Исходный текст -
⁂

Но только вступит Достоевский в область мрака, туманов и дождей, — и чуждый пришелец мгновенно превращается в державного владыку. Каждое слово его звучит здесь властно и самостоятельно; здесь ему не нужны ни «пейзажи» и «панорамы», ни цитаты.
Далека от человека жизнь природы; «духом немым и глухим» полна для него эта таинственная жизнь. Далеки и животные. Их нет вокруг человека, ом не соприкасается душою с их могучею и загадочною, не умом постигаемою силою жизни. Лишь редко, до странности редко является близ героев Достоевского то или другое животное, — и, боже мой, в каком виде! Искалеченное, униженное и забитое, полное того же мрака, которым полна природа.
Как холод, мрак и туманы неодушевленной природы, так эти уроды животной жизни ползут в душу человеческую, чтоб оттолкнуть и отъединить ее от мира, в котором свет и жизнь.
Все это как будто творится в каком-то совсем другом мире — не в том, в котором Достоевский. В его же мире, если нет человеку бессмертия, то есть только взаимная ненависть, злоба, одиночество и мрак. «Самоубийство, — говорит Достоевский, — при потере идеи о бессмертии становится совершенно и неизбежно даже необходимостью для всякого человека, чуть-чуть поднявшегося в своем развитии над скотами» (так и сказано!).

⁂

Собранные данные -
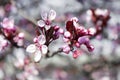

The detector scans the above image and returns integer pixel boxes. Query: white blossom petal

⁂

Задание -
Продолжите текст о мире героев Достоевского, начав сразу после его последнего предложения.

Ответ -
Герои Достоевского не «новые люди». Мы видели, мысль о смерти пробуждает в них тяжелый, мистический ужас; они не могут без содрогания думать «об этом мраке». Если нет личного бессмертия, то жизнь человека превращается в непрерывное, сосредоточенное ожидание смертной казни.
«Где это, — подумал Раскольников, — где это я читал, как один приговоренный к смерти, за час до смерти, говорит или думает, что если бы пришлось ему жить где-нибудь на высоте, на скале, и на такой узенькой площадке, чтобы только две ноги можно было поставить, а кругом будут пропасти, океан, вечный мрак, вечное уединение и вечная буря, — и оставаться так, стоя на аршине пространства, всю жизнь тысячу лет, вечность, — то лучше так жить, чем сейчас умирать.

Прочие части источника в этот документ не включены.